- YOUR GOAL: Copy out the entries in full and with complete accuracy; pictures are excluded.

- Photo-based point labeling data:
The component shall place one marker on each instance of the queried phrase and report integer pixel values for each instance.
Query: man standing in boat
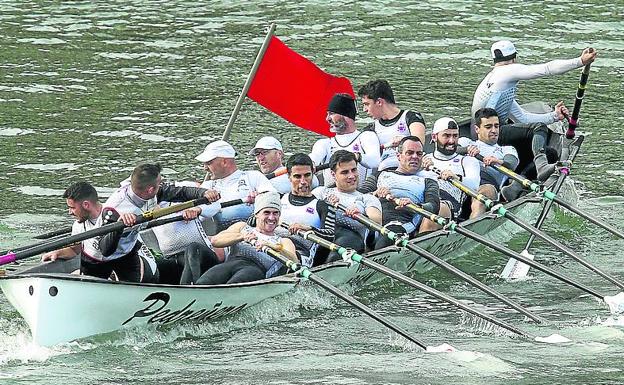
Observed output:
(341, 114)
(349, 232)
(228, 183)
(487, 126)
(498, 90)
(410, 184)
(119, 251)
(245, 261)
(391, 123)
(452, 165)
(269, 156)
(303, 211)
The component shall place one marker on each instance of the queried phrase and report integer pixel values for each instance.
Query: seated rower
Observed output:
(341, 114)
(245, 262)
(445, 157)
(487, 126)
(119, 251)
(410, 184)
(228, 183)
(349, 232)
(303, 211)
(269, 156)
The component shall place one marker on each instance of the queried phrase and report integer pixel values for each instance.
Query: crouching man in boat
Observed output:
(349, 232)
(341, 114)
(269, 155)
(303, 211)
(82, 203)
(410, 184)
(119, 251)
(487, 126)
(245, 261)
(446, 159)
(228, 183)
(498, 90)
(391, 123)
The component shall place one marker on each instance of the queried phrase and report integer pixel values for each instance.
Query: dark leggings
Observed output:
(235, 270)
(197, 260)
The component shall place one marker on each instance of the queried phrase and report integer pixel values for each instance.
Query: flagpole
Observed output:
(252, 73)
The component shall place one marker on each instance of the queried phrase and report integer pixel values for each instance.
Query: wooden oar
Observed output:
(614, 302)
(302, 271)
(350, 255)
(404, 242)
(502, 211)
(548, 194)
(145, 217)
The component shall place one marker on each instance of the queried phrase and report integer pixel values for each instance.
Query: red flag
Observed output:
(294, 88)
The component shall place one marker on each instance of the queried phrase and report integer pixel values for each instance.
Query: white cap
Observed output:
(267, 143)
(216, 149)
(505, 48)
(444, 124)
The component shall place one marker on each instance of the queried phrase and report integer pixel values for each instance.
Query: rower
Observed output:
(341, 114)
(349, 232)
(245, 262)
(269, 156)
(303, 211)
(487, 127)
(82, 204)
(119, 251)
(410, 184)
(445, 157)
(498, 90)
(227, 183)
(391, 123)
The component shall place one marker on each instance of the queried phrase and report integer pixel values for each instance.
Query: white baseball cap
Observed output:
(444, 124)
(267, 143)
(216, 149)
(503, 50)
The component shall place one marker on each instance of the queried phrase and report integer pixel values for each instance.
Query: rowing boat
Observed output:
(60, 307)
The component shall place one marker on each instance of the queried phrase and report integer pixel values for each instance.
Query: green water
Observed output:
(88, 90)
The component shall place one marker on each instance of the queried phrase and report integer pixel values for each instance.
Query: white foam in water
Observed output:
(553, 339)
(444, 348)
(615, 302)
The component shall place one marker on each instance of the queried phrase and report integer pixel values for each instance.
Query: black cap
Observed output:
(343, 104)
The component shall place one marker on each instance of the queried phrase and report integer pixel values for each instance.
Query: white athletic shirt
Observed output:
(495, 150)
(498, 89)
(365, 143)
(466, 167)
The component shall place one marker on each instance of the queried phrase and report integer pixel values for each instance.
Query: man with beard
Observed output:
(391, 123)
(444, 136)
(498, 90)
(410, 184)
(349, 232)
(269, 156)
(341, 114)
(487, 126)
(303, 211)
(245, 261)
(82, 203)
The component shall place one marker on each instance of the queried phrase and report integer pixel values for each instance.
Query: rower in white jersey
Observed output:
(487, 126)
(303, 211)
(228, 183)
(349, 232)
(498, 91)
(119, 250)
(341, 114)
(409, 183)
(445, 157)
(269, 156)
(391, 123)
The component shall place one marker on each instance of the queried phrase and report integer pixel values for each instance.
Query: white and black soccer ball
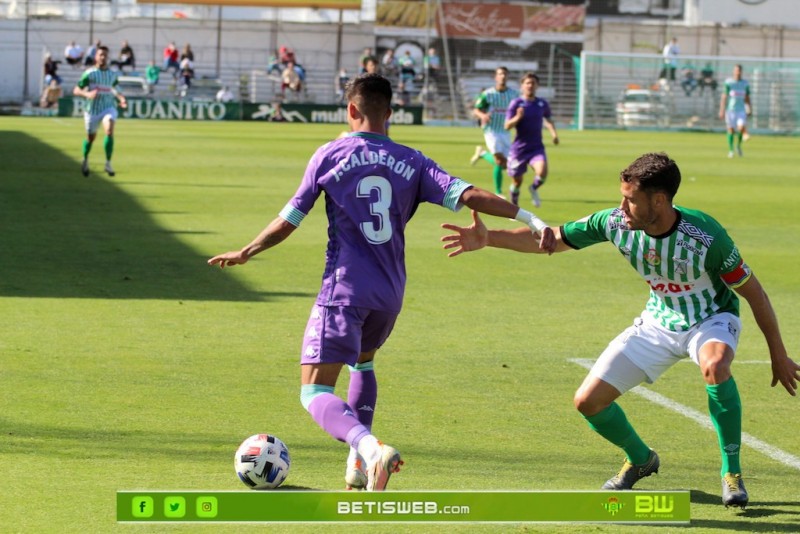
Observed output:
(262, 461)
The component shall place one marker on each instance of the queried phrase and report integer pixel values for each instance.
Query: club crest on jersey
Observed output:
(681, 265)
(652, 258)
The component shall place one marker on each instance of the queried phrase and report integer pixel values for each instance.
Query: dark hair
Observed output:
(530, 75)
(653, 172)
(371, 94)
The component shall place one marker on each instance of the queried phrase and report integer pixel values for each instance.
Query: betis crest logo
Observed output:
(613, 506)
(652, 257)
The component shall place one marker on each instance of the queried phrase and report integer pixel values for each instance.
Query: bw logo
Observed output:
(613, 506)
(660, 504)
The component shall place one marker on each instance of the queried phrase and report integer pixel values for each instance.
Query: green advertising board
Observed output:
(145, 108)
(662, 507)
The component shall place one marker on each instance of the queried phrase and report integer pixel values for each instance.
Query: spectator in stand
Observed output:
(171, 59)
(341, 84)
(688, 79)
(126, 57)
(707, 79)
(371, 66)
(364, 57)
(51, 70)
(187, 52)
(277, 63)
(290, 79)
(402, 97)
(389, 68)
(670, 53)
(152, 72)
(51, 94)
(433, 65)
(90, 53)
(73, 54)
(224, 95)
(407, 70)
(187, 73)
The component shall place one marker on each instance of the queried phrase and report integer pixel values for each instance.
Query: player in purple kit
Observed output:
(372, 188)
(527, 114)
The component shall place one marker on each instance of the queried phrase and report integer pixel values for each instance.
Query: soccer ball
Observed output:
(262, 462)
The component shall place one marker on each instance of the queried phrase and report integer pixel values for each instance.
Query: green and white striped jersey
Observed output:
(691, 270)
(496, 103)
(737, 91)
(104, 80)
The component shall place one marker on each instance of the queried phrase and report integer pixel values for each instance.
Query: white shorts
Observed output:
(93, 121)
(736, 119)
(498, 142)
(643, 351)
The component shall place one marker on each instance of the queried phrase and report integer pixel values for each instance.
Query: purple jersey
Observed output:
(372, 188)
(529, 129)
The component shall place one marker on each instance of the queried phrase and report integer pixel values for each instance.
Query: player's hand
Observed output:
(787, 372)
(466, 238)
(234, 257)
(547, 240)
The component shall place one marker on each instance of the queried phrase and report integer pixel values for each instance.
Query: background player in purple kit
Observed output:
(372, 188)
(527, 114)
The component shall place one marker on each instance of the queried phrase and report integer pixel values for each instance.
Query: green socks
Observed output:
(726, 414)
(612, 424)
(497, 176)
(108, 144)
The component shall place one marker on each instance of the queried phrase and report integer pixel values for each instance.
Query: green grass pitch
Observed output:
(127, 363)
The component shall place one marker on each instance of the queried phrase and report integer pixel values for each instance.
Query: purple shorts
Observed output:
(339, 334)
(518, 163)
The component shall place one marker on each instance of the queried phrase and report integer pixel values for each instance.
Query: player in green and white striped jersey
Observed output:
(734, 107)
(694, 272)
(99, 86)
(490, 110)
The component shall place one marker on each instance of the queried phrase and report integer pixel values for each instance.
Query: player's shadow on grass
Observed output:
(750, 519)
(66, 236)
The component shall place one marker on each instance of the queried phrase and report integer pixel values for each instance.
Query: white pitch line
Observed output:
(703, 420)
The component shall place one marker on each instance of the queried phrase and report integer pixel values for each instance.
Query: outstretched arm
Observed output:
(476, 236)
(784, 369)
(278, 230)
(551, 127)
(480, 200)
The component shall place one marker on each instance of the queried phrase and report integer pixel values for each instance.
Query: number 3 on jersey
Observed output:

- RESULT FOR THIS TASK:
The component shall place one marker on each instance of the queried phrase and report integer pixel values for each instance.
Query: man standing in boat
Observed output:
(341, 114)
(349, 232)
(228, 183)
(487, 126)
(498, 90)
(410, 184)
(119, 251)
(245, 261)
(391, 123)
(452, 165)
(269, 156)
(303, 211)
The component shall place one marker on each instance of the queried phrase and report integer pixel values for each instance.
Query: seated rower
Observed output:
(341, 114)
(245, 262)
(445, 157)
(487, 126)
(119, 251)
(410, 184)
(228, 183)
(349, 232)
(303, 211)
(269, 156)
The component shall place one marker on each instance of the queried phrase and report integer pixel values for each instance.
Query: crouching man in boat
Observed output:
(349, 232)
(341, 114)
(269, 155)
(303, 211)
(82, 203)
(410, 184)
(119, 251)
(487, 126)
(245, 261)
(446, 159)
(228, 183)
(498, 90)
(391, 123)
The component shall place one marker on each instance of the queried phrase and report integer pixel values for each instance.
Query: dark leggings
Observed output:
(235, 270)
(197, 260)
The component shall place one marker on each instance of the queried phrase and report integer pixel values for each instance.
Query: flagpole
Observed output:
(252, 73)
The component shall place one marker on each instance of the queried phrase and report integer pixel values for each instance.
Query: wooden oar
Observed output:
(614, 302)
(302, 271)
(350, 255)
(404, 242)
(502, 211)
(548, 194)
(145, 217)
The component shall place one marker on each instance of the queried phrase and report integer pixel values for each instance.
Query: red flag
Observed output:
(294, 88)
The component shall place one marker on each instance of the queried phrase and report integer pixel values for each instance.
Query: white cap
Observed output:
(267, 143)
(216, 149)
(505, 48)
(444, 124)
The component shall place one marker on each instance of the queried phrase and report integer pixel values for each instance.
Query: rower
Observed output:
(341, 114)
(349, 232)
(245, 262)
(269, 156)
(303, 211)
(487, 127)
(82, 204)
(119, 251)
(410, 184)
(445, 157)
(498, 90)
(227, 183)
(391, 123)
The component shall place one marker on each instance of the queried phrase and report integer pixel values for each instance.
Query: white baseball cap
Observed output:
(444, 124)
(267, 143)
(216, 149)
(503, 50)
The component shall place one marker on each instance of the queried phrase and report integer pixel values for each instance.
Query: rowing boat
Observed output:
(60, 307)
The component shall place one marker on each instance of the queried phrase and report integer pixel values for each instance.
Query: green water
Observed output:
(88, 90)
The component shall place one marker on each instance of the queried phrase and report integer pixel values for each instance.
Query: white foam in water
Observed output:
(553, 339)
(444, 348)
(615, 302)
The component shall place one marker on each instance of the queried phrase and report integer pixel values for each instance.
Query: black cap
Observed output:
(343, 104)
The component shall place one marker on each instance of the queried phrase and report integer pixel values for each instance.
Query: white athletic shirt
Observed output:
(495, 150)
(498, 89)
(365, 143)
(466, 167)
The component shall place one marker on each instance of the queried phrase and report integer pixel values for each instance.
Query: man with beard
Observed output:
(391, 123)
(444, 136)
(498, 90)
(410, 184)
(349, 232)
(269, 156)
(341, 114)
(487, 126)
(303, 211)
(245, 261)
(82, 203)
The component shall place one marker on each instance of the queried phrase and report integer pixel values for each instance.
Query: rower in white jersey
Observed output:
(487, 126)
(303, 211)
(228, 183)
(349, 232)
(498, 91)
(119, 250)
(341, 114)
(409, 183)
(445, 157)
(269, 156)
(391, 123)
The component shall place one marker on each instance of the queried phrase and report integer pixel values for each instance.
Query: white and black soccer ball
Observed output:
(262, 461)
The component shall place one marker on each instance of the queried phrase and report integer pixel values for each instance.
Query: club crest on jersey
Observed output:
(681, 265)
(652, 258)
The component shall place one marker on each instance of the queried phrase and report integer pixel values for each instance.
Query: dark hair
Observed output:
(530, 75)
(653, 172)
(371, 94)
The component shall place one marker on each instance of the queried phrase and report integer pixel values for each instance.
Query: betis crest logo
Observed output:
(613, 506)
(652, 257)
The component shall place one marker on each instance of the queried phrase and report integer pixel values for each instance.
Query: bw logo
Observed output:
(613, 506)
(660, 504)
The component shall place one marker on each instance of the queried phrase and report integer pixel values for each instance.
Query: green advertising board
Observed output:
(145, 108)
(662, 507)
The component shall place one marker on each instance of the queried phrase and report integer pixel values for each instance.
Query: spectator in stand
Observed output:
(171, 59)
(341, 84)
(688, 79)
(126, 57)
(707, 79)
(371, 66)
(364, 57)
(51, 70)
(187, 52)
(277, 63)
(290, 79)
(402, 97)
(389, 68)
(670, 53)
(152, 72)
(51, 94)
(433, 65)
(90, 53)
(73, 54)
(224, 95)
(407, 70)
(187, 73)
The component shall place one marker on each instance of the queried phrase and report integer pixel values for each instance.
Query: player in purple kit
Observed output:
(372, 188)
(527, 114)
The component shall place one marker on each instance of the queried phrase and report integer pixel values for each instance.
Query: soccer ball
Observed output:
(262, 462)
The component shall place one marker on each instance of the queried phrase and report integer pixel values for each instance.
Query: green and white striped jersey
Observed output:
(691, 270)
(496, 103)
(737, 91)
(104, 80)
The component shall place one marker on each instance of the queried phrase and report integer pixel values for each instance.
Query: white shorts
Observed output:
(93, 121)
(736, 119)
(498, 142)
(643, 351)
The component shall place one marker on each instance of the queried phrase and report integer pixel values for each instance.
Query: purple jersey
Observed output:
(372, 188)
(529, 129)
The component shall place one marker on each instance of the queried phrase and report integer pixel values for each instance.
Query: player's hand
Observed output:
(787, 372)
(466, 238)
(234, 257)
(547, 240)
The component shall place one marker on each instance of the queried phrase and report integer pixel values for each instance.
Query: background player in purple kit
Observed output:
(372, 188)
(527, 114)
The component shall place one marker on each instance of the queried phrase and report integer pixel values for each instance.
Query: green socks
Observed output:
(726, 414)
(612, 424)
(497, 176)
(108, 144)
The component shall place one marker on each instance of the queried phrase and report integer pixel values for each instance.
Query: green grass pitch
Observed output:
(127, 363)
The component shall place one marker on each instance of the queried phrase and report integer pixel values for each instance.
Query: purple shorts
Observed output:
(339, 334)
(518, 163)
The component shall place one marker on each instance of the queried phrase and report integer pixel values for each instance.
Query: player in green and white striped jersey
Observed output:
(734, 107)
(694, 272)
(99, 86)
(490, 110)
The component shall place one marker on each instance of the queried phrase and report integer pixel values for each instance.
Query: player's shadow on grass
Observed output:
(750, 519)
(66, 236)
The component shall place one marker on each instance of the queried phrase and report integer pixel values for each instance.
Query: white pitch line
Observed output:
(703, 420)
The component shall place one marker on each instance of the queried phrase and report integer pixel values for each instance.
Query: outstretched arm
Observed output:
(476, 236)
(784, 369)
(278, 230)
(551, 127)
(480, 200)
The component shall place one marker on each instance of the queried phrase and report integer pixel values for each instance.
Query: number 3 on jersey
Observed output:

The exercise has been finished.